* Requirement *
Would it be possible to reproduce every entry exactly, please?

··· Task material

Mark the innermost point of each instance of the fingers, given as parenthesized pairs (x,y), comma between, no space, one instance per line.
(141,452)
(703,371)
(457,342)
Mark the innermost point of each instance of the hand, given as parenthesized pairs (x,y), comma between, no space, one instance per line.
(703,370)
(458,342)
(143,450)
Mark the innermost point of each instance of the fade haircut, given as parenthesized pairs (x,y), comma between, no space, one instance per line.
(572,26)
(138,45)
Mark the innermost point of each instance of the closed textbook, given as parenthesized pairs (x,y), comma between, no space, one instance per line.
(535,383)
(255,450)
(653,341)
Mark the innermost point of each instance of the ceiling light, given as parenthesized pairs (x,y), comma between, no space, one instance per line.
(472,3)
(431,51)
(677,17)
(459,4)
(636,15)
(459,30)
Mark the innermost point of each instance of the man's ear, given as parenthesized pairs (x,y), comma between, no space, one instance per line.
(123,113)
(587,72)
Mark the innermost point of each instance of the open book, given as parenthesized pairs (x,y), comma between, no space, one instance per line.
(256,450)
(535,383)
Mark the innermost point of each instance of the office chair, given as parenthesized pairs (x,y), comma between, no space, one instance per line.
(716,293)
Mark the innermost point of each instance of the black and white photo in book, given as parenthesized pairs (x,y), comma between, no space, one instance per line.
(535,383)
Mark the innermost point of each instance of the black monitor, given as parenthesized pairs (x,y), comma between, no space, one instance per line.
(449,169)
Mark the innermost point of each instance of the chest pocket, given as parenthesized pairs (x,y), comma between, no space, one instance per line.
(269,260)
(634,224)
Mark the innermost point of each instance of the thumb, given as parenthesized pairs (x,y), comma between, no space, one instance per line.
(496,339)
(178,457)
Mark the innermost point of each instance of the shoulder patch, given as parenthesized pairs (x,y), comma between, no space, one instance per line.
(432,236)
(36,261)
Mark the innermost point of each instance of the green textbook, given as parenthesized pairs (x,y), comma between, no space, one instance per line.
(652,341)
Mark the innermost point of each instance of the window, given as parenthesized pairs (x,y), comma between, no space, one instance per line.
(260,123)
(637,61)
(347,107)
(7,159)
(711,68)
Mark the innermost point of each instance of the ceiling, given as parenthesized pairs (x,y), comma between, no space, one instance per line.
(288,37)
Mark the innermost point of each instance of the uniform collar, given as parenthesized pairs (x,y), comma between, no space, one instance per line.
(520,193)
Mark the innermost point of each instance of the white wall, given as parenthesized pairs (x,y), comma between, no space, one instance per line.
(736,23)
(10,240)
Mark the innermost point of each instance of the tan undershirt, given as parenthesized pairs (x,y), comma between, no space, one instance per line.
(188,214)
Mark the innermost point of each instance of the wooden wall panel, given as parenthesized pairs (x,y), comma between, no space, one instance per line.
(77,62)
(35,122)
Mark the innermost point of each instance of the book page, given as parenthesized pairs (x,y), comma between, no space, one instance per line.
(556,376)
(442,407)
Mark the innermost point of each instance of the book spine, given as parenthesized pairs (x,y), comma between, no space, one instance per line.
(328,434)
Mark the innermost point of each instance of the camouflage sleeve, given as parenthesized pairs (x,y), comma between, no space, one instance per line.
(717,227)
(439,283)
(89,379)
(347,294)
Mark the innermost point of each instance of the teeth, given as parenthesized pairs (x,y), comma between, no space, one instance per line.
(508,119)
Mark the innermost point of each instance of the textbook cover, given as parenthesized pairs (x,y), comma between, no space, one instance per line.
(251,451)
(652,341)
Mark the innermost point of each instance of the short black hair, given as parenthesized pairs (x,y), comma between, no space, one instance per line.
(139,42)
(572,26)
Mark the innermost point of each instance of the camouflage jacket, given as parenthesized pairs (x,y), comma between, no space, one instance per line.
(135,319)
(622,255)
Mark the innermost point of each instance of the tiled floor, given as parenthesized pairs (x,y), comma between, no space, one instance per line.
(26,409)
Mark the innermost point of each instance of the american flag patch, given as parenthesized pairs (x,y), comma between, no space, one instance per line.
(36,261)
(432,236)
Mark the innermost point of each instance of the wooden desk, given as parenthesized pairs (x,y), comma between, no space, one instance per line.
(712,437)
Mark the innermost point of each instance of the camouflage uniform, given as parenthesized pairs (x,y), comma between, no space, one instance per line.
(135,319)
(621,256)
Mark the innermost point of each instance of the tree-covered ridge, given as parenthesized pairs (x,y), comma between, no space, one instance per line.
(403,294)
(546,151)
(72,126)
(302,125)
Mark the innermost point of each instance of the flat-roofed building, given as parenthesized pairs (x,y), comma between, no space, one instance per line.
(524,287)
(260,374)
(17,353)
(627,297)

······

* Response area *
Mark the innermost point of each instance of the fingers, given as parenthesized pairs (x,y), comma between, no space, one instance per line.
(141,452)
(703,371)
(457,342)
Mark the innermost point of each instance of the hand, given as parenthesized pairs (x,y), comma between, no space, one instance per line.
(703,370)
(458,342)
(143,450)
Mark the innermost point of each instance of the fade haircut, given as parenthesized pairs (x,y), comma between, no space, one instance per line.
(572,26)
(138,45)
Mark the innermost point of each instance of the closed textbook, given as parenthesized pairs (x,y), comma between, no space, one instance per line.
(535,383)
(255,450)
(653,341)
Mark the innermost point of each instance of the ceiling light, given as parenthesized pairs (x,y), comma between, no space, one instance per line.
(472,3)
(431,51)
(677,17)
(459,4)
(636,15)
(459,30)
Mark the innermost point of each instance of the man's ear, given as parenthesized pairs (x,y), comma between, no space, one instance per line.
(123,113)
(587,72)
Mark the innermost point of each instance of the open book, given as parenthesized pairs (x,y), comma between, no space, one instance per line.
(256,450)
(535,383)
Mark the innermost point of each instance of the office chair, given as parenthesized pairs (x,y), comma between, no space, one instance per line.
(716,293)
Mark the innermost point of each instance of the black and white photo in book, given as parenthesized pairs (x,y), comma between, no space, one instance per line.
(535,383)
Mark the innermost point of each instance of the black monitor, given as parenthesized pairs (x,y), comma between, no space, one instance per line.
(449,169)
Mark the innermost point of each instance of the chest pocket, given as parenthesized pairs (x,y), comma between, no space, one instance per line.
(269,260)
(634,224)
Mark the innermost point of each instance of the thumb, given as parenthesized pairs (x,y), comma between, no space, one instance per line.
(496,339)
(178,457)
Mark the innermost point of each instance of the shoulder patch, given as parenthesized pairs (x,y), comma between, no space, one instance per line.
(432,236)
(36,261)
Mark the innermost point of each instance of the green textbook, given as parenthesized pairs (x,y), comma between, no space, one instance per line.
(652,341)
Mark the innermost point of each instance of the window, given as parenthesized pairs (x,y), comma between, no space, one instance per line.
(260,123)
(637,61)
(347,107)
(7,159)
(711,68)
Mark the innermost point of each instance of the ceiling, given as parenthesized pairs (x,y), comma between, no space, one instance per line.
(288,37)
Mark the innermost point of each instance of the uniform collar, given as parenthesized pairs (x,y), comma between, no space, one instance per line.
(520,193)
Mark the innermost point of each instance of the white wall, given as parenthesized pairs (x,y), comma between, no space, one instance per line.
(736,23)
(10,240)
Mark the innermost point of each instance of the tan undershirt, given as parenthesized pairs (x,y), comma between, no space, one instance per line.
(188,214)
Mark the innermost point of each instance of the wooden wall panel, given as parenthesized pairs (x,y), comma between, no space, one instance per line.
(77,62)
(35,122)
Mark the innermost point of each instance of the book page, given as parenthesized pairs (x,y), comma between, no space, one instance per line.
(556,376)
(442,407)
Mark the innermost point of each instance of the book spine, given as parenthesized pairs (x,y), comma between, no space, one instance per line.
(328,434)
Mark the innermost point of each instance of the camouflage sleeve, given as parenthesized pairs (x,y), comma between, no space, one instance per line.
(717,227)
(439,283)
(89,379)
(347,294)
Mark the innermost point of each instance of the teeth, given as parenthesized pairs (x,y), comma between, no space, one instance per line.
(508,119)
Mark the innermost point of each instance of the textbook cover, given as parenthesized pairs (x,y), comma between, no space, one instance per line.
(251,451)
(652,341)
Mark the innermost point of each instance of the short black hair, given as parenthesized pairs (x,y), comma between, no space, one instance per line.
(139,42)
(572,26)
Mark the innermost point of each instance of the camouflage jacket, given as parenthesized pairs (x,y), comma between, no space, one instance per line.
(135,319)
(622,255)
Mark the innermost point of each instance of the tiled floor, given as parenthesized pairs (x,y), comma between, no space, one instance per line.
(26,409)
Mark the innermost point of each instance of the american flag patch, given as parenthesized pairs (x,y), comma between, no space, one instance per line.
(36,261)
(432,236)
Mark the innermost point of each instance of the wooden desk, given as parenthesized pairs (x,y), comma between, no space, one instance per line.
(712,437)
Mark the innermost point of each instance of the camouflage uniform, given as parenthesized pairs (x,y), comma between, no space, one instance per line.
(135,319)
(621,256)
Mark the innermost point of each instance of the tree-covered ridge, given as parenthesized pairs (x,y), comma between, no space, one instance per line.
(403,294)
(546,151)
(72,126)
(302,125)
Mark the innermost point of each instance of the flat-roofed building, given as parenthesized pairs (x,y), comma between, no space, one instance per line.
(524,287)
(260,374)
(17,353)
(627,297)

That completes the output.